**Text:**
::::

This is an archived article that was published on sltrib.com in 2014, and information in the article may be outdated. It is provided only for personal research purposes and may not be reprinted.

In the Bible, it was Noah who stuffed the animals into the ark, two by two. Now there is Russell Crowe, whose movie "Noah" was just released, and whose animals are almost the backstory compared to Noah's family disputes.

But from 1958-64, on the Zambezi River and in the Zambezi valley between Zimbabwe and Zambia, there was another Noah: a game warden for the colonial government in Southern Rhodesia, who was the nearest thing to the biblical Noah. He led a small band of ingenious men, who between them saved about 6,000 creatures, great and small, from a watery grave.

::::

[Saved entries]
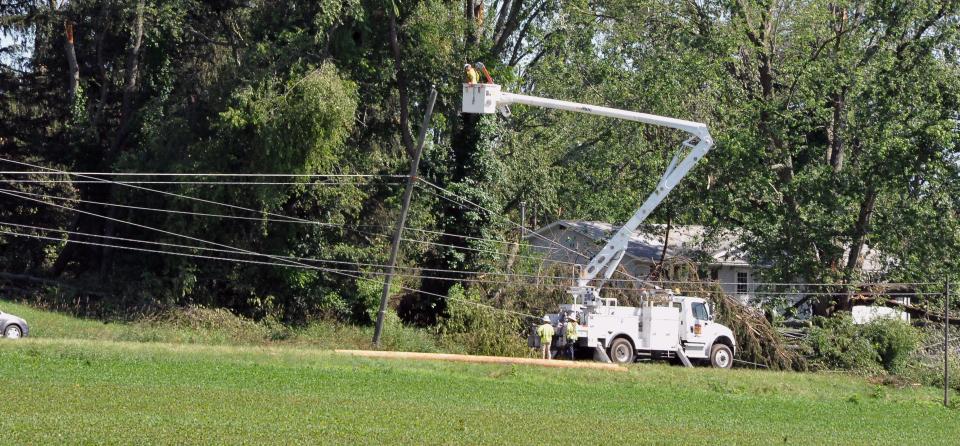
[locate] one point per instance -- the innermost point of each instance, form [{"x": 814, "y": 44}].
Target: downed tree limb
[{"x": 481, "y": 359}]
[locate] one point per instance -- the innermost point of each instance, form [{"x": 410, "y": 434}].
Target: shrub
[
  {"x": 836, "y": 343},
  {"x": 884, "y": 344},
  {"x": 893, "y": 340},
  {"x": 480, "y": 330}
]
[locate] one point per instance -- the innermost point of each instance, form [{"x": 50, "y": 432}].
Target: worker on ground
[
  {"x": 472, "y": 75},
  {"x": 545, "y": 331},
  {"x": 570, "y": 332}
]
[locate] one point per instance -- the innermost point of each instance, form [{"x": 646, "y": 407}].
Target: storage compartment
[{"x": 660, "y": 328}]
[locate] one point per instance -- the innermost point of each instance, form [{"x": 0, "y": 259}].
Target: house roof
[
  {"x": 721, "y": 247},
  {"x": 689, "y": 241}
]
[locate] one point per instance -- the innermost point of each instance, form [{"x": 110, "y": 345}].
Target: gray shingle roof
[
  {"x": 690, "y": 241},
  {"x": 723, "y": 247}
]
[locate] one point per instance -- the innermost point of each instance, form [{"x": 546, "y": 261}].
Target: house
[
  {"x": 719, "y": 251},
  {"x": 716, "y": 255}
]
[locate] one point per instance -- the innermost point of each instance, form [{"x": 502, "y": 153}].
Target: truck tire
[
  {"x": 621, "y": 351},
  {"x": 721, "y": 357}
]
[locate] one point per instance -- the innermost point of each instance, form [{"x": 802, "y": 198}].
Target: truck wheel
[
  {"x": 721, "y": 357},
  {"x": 621, "y": 351}
]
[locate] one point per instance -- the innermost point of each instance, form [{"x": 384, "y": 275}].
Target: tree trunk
[
  {"x": 126, "y": 119},
  {"x": 405, "y": 136},
  {"x": 860, "y": 231},
  {"x": 73, "y": 79}
]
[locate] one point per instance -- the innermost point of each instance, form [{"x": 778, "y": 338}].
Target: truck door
[{"x": 693, "y": 325}]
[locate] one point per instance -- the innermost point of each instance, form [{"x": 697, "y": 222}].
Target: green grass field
[{"x": 76, "y": 391}]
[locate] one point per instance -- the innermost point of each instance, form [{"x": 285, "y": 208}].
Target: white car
[{"x": 13, "y": 327}]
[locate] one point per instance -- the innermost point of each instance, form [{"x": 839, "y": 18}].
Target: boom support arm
[{"x": 487, "y": 98}]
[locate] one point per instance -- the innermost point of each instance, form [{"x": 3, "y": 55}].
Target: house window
[{"x": 742, "y": 278}]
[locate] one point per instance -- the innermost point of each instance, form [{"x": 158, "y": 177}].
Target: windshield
[{"x": 699, "y": 310}]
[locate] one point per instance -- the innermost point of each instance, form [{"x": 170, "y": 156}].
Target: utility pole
[
  {"x": 395, "y": 248},
  {"x": 523, "y": 220}
]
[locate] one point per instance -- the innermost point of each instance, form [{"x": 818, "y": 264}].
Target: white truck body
[
  {"x": 663, "y": 328},
  {"x": 667, "y": 326}
]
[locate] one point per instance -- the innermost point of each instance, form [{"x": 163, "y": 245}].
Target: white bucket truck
[{"x": 665, "y": 325}]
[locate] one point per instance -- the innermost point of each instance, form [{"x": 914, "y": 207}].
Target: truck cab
[{"x": 664, "y": 326}]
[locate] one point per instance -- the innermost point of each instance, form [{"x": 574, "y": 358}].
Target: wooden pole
[
  {"x": 395, "y": 247},
  {"x": 523, "y": 220}
]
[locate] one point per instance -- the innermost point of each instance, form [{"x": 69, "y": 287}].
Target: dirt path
[{"x": 482, "y": 359}]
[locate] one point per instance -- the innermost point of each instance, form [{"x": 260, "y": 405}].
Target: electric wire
[
  {"x": 194, "y": 174},
  {"x": 291, "y": 263},
  {"x": 408, "y": 275},
  {"x": 204, "y": 183}
]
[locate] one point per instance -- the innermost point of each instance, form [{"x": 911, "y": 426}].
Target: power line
[
  {"x": 172, "y": 211},
  {"x": 504, "y": 218},
  {"x": 192, "y": 174},
  {"x": 260, "y": 213},
  {"x": 205, "y": 183},
  {"x": 257, "y": 262},
  {"x": 465, "y": 248},
  {"x": 292, "y": 263}
]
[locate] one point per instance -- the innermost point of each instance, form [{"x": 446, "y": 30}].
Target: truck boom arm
[{"x": 487, "y": 98}]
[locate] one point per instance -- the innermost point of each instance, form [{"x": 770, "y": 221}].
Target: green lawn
[
  {"x": 220, "y": 327},
  {"x": 64, "y": 391}
]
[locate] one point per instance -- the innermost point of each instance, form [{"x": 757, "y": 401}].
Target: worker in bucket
[
  {"x": 570, "y": 332},
  {"x": 545, "y": 331}
]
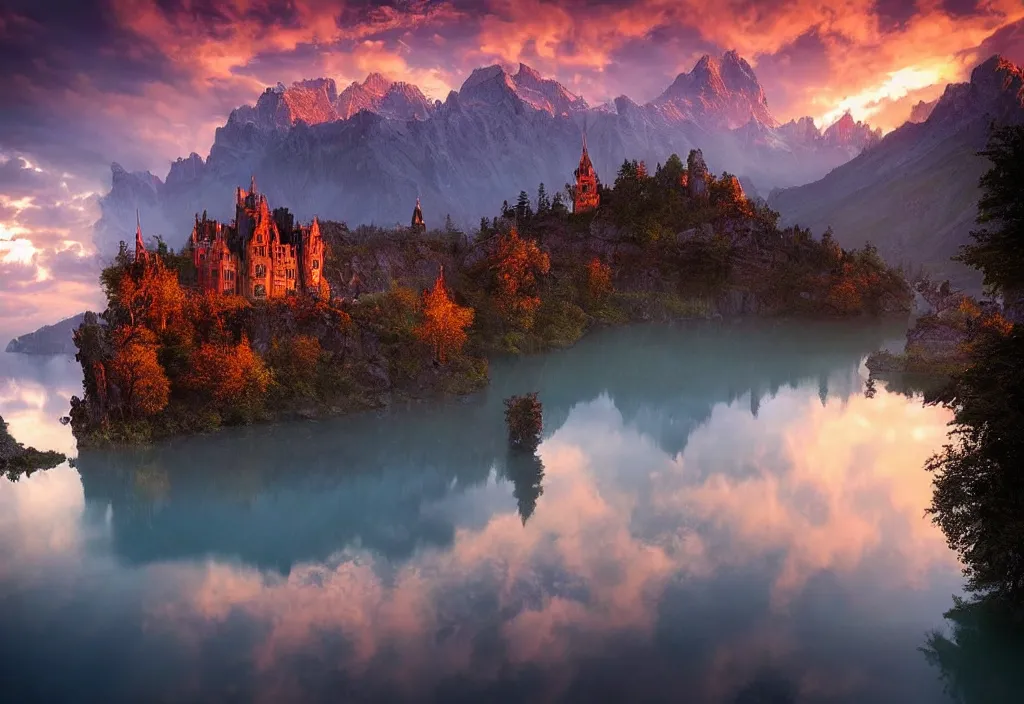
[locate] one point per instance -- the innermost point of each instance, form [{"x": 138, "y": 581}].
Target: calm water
[{"x": 718, "y": 514}]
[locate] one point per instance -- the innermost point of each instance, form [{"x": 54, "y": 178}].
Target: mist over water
[{"x": 716, "y": 514}]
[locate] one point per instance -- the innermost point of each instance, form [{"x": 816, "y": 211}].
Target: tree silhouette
[
  {"x": 980, "y": 661},
  {"x": 525, "y": 471}
]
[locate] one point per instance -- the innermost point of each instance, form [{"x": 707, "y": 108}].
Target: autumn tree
[
  {"x": 141, "y": 383},
  {"x": 444, "y": 321},
  {"x": 228, "y": 375},
  {"x": 727, "y": 195},
  {"x": 517, "y": 264},
  {"x": 295, "y": 362},
  {"x": 524, "y": 419},
  {"x": 543, "y": 202}
]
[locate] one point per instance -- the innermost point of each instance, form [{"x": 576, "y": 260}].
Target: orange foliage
[
  {"x": 598, "y": 279},
  {"x": 444, "y": 321},
  {"x": 154, "y": 298},
  {"x": 141, "y": 381},
  {"x": 728, "y": 194},
  {"x": 996, "y": 324},
  {"x": 227, "y": 372},
  {"x": 517, "y": 263},
  {"x": 844, "y": 297}
]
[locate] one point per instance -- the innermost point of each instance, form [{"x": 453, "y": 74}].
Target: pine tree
[{"x": 543, "y": 202}]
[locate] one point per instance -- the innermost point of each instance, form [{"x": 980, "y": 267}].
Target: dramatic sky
[{"x": 141, "y": 82}]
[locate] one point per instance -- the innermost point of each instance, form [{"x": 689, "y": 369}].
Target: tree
[
  {"x": 524, "y": 418},
  {"x": 444, "y": 321},
  {"x": 543, "y": 202},
  {"x": 979, "y": 486},
  {"x": 598, "y": 279},
  {"x": 144, "y": 389},
  {"x": 998, "y": 246},
  {"x": 522, "y": 209},
  {"x": 516, "y": 264},
  {"x": 228, "y": 375}
]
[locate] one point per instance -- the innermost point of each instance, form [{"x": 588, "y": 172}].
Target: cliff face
[{"x": 364, "y": 155}]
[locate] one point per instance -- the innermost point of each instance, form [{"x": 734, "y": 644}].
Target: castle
[
  {"x": 260, "y": 255},
  {"x": 586, "y": 195}
]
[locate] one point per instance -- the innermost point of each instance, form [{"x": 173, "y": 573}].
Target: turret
[
  {"x": 586, "y": 196},
  {"x": 418, "y": 224}
]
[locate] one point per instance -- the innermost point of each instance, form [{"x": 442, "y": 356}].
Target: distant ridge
[
  {"x": 365, "y": 154},
  {"x": 914, "y": 194}
]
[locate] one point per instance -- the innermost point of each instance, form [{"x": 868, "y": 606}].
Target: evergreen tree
[
  {"x": 543, "y": 202},
  {"x": 522, "y": 208},
  {"x": 998, "y": 247},
  {"x": 979, "y": 486}
]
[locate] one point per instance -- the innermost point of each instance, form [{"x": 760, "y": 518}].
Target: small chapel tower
[
  {"x": 418, "y": 224},
  {"x": 140, "y": 254},
  {"x": 586, "y": 196}
]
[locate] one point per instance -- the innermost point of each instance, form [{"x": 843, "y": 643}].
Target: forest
[{"x": 417, "y": 314}]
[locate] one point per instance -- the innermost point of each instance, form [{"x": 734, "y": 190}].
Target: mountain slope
[
  {"x": 365, "y": 155},
  {"x": 914, "y": 194}
]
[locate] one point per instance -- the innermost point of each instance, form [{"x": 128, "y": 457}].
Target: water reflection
[{"x": 700, "y": 523}]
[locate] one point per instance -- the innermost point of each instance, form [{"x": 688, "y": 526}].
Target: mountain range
[
  {"x": 365, "y": 154},
  {"x": 914, "y": 194}
]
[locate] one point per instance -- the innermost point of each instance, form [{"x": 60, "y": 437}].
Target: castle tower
[
  {"x": 418, "y": 224},
  {"x": 311, "y": 253},
  {"x": 140, "y": 254},
  {"x": 586, "y": 196}
]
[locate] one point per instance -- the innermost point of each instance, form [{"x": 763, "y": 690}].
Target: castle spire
[
  {"x": 418, "y": 224},
  {"x": 140, "y": 254}
]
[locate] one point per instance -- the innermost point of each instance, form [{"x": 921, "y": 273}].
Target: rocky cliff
[
  {"x": 366, "y": 154},
  {"x": 914, "y": 194}
]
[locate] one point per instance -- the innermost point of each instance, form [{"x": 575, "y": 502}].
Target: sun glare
[{"x": 898, "y": 85}]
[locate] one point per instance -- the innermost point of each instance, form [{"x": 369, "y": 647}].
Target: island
[
  {"x": 265, "y": 318},
  {"x": 16, "y": 459}
]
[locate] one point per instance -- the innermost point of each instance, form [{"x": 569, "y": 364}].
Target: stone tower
[
  {"x": 418, "y": 224},
  {"x": 586, "y": 196}
]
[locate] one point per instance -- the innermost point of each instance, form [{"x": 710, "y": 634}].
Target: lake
[{"x": 717, "y": 514}]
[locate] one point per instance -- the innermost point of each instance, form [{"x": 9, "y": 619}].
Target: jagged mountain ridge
[
  {"x": 366, "y": 154},
  {"x": 914, "y": 194}
]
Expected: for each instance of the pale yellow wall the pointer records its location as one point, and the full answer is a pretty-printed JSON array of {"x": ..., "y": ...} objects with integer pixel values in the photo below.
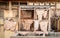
[{"x": 10, "y": 33}]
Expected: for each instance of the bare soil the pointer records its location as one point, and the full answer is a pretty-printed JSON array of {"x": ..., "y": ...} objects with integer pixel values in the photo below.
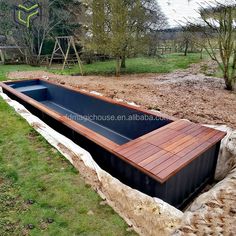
[{"x": 186, "y": 94}]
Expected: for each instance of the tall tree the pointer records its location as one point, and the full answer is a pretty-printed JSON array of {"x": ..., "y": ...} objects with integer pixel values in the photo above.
[
  {"x": 219, "y": 31},
  {"x": 119, "y": 27},
  {"x": 58, "y": 18}
]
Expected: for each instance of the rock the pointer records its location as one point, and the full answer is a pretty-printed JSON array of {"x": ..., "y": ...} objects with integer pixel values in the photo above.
[
  {"x": 227, "y": 155},
  {"x": 214, "y": 212}
]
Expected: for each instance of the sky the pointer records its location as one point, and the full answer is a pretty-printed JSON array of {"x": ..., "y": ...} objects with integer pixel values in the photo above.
[{"x": 178, "y": 10}]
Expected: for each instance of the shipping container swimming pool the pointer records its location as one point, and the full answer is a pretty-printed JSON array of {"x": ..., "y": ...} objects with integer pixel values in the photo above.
[{"x": 159, "y": 155}]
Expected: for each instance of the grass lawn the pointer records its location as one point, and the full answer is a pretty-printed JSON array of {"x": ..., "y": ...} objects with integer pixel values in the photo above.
[
  {"x": 165, "y": 64},
  {"x": 40, "y": 192}
]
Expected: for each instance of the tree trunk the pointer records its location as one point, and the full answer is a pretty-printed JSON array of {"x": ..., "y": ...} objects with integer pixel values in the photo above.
[
  {"x": 118, "y": 65},
  {"x": 186, "y": 49},
  {"x": 123, "y": 62}
]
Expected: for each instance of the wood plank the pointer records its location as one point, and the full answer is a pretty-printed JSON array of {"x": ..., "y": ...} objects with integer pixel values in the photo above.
[
  {"x": 131, "y": 147},
  {"x": 162, "y": 166},
  {"x": 126, "y": 145},
  {"x": 137, "y": 149},
  {"x": 162, "y": 138},
  {"x": 178, "y": 126},
  {"x": 143, "y": 153},
  {"x": 141, "y": 158},
  {"x": 162, "y": 157},
  {"x": 152, "y": 158}
]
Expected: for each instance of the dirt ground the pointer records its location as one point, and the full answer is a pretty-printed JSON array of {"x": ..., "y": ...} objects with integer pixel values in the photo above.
[{"x": 184, "y": 94}]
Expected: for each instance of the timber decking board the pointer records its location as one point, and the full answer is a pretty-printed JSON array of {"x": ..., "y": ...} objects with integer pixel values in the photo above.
[{"x": 163, "y": 152}]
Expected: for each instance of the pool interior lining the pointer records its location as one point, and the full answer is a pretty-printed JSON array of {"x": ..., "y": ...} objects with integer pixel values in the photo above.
[{"x": 80, "y": 108}]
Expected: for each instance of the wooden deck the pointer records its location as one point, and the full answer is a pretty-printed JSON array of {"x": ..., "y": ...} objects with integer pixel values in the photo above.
[{"x": 165, "y": 151}]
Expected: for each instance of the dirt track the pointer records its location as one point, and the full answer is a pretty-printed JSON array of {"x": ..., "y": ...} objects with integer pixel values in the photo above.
[{"x": 185, "y": 94}]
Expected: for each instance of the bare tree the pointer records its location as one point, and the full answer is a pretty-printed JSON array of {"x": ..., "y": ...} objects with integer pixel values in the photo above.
[
  {"x": 120, "y": 27},
  {"x": 219, "y": 31}
]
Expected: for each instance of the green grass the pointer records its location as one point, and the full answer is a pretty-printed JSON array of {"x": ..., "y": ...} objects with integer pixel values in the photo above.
[
  {"x": 164, "y": 64},
  {"x": 40, "y": 192}
]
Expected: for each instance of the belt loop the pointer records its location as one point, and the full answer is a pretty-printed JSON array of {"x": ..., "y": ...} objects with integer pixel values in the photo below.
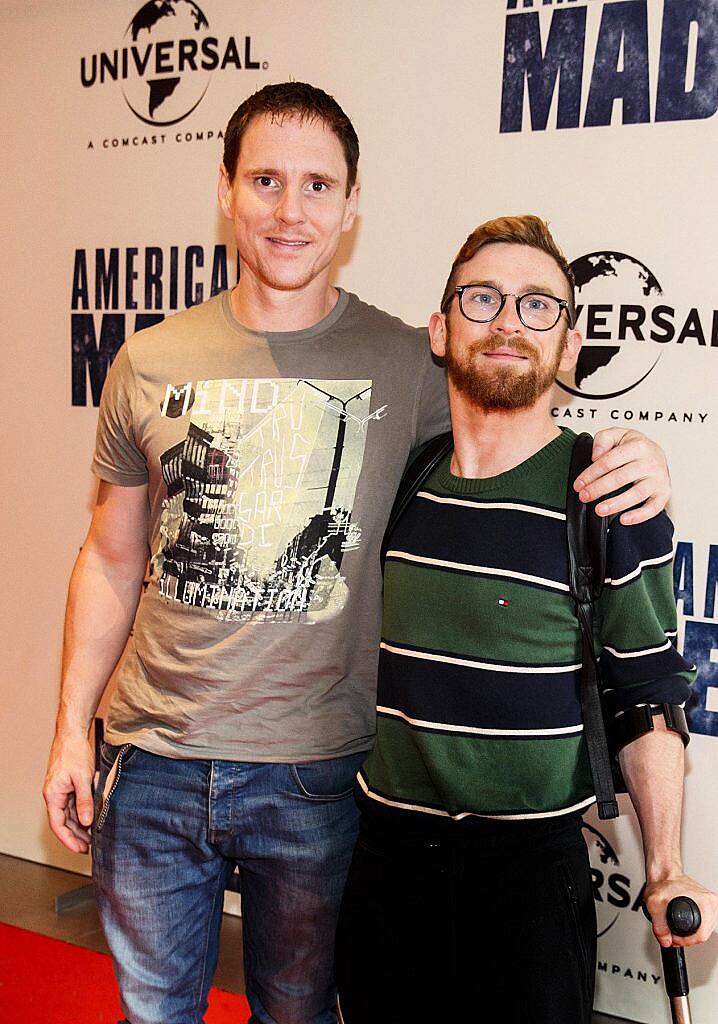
[{"x": 210, "y": 799}]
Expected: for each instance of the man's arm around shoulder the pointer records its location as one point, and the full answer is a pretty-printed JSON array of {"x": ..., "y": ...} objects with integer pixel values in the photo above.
[{"x": 104, "y": 589}]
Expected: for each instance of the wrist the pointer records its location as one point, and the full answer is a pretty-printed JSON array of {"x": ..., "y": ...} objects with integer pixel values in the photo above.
[
  {"x": 662, "y": 869},
  {"x": 72, "y": 727}
]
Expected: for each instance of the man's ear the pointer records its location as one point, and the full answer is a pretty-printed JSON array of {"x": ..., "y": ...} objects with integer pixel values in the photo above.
[
  {"x": 224, "y": 192},
  {"x": 437, "y": 334},
  {"x": 571, "y": 350},
  {"x": 351, "y": 207}
]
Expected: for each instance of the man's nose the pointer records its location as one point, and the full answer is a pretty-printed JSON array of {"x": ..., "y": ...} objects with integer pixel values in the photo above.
[
  {"x": 508, "y": 322},
  {"x": 290, "y": 209}
]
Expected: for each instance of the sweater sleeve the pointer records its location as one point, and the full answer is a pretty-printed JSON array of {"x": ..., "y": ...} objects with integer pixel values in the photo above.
[{"x": 637, "y": 621}]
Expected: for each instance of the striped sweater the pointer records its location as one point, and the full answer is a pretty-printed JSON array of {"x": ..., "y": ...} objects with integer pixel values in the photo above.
[{"x": 478, "y": 709}]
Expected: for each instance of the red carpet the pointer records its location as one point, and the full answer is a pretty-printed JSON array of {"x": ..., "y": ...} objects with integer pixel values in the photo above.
[{"x": 43, "y": 981}]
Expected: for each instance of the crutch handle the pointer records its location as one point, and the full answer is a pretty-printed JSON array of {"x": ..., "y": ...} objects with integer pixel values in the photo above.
[
  {"x": 683, "y": 915},
  {"x": 683, "y": 918}
]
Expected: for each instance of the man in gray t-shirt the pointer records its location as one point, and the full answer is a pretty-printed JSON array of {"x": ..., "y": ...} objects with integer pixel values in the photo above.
[{"x": 250, "y": 449}]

::::

**Exercise requirements:**
1) Using the article about the Zambezi game warden, decide whether each statement agrees with it. Answer yes or no, and quote the words from the article that settle it.
(a) The rescue work took place from 1958 to 1964.
(b) The game warden worked for the colonial government in Zambia.
(c) The men saved about 6,000 creatures.
2) Continue the article about the Zambezi game warden, starting right after its last sentence.
The rows aren't needed here.

**Answers below:**
1)
(a) Yes: "from 1958-64"
(b) No: "a game warden for the colonial government in Southern Rhodesia"
(c) Yes: "saved about 6,000 creatures, great and small"

2)
The man who mounted probably the greatest animal rescue since the captain of the vessel in Genesis was Rupert Fothergill. This quiet "man of the bush" was in his forties when he undertook the rescue of every kind of living creature trapped by rising waters from the giant Kariba hydroelectric dam project, which flooded the Zambezi valley downstream from Victoria Falls.

At the time, the waters behind the dam created the largest man-made lake in the world. Because the governments of the British colony of Southern Rhodesia and the British Protectorate of Northern Rhodesia were primarily concerned with relocating about 57,000 Tonga people from the flood plain, little attention was paid to the density of game that would be drowned.

Enter Fothergill, who orchestrated "Operation Noah." With few resources, and often no idea how to do it, Fothergill and team went to work, learning as they went along.

As Tim Abbott, an American conservationist, told me, "How do you tranquilize a black rhino?" Well on YouTube, you can watch some amazing footage of the enormous, beautiful beast being secured, fighting back and finally being tied to a giant stretcher that was dragged onto a raft made of oil drums for the journey to her new life on high ground.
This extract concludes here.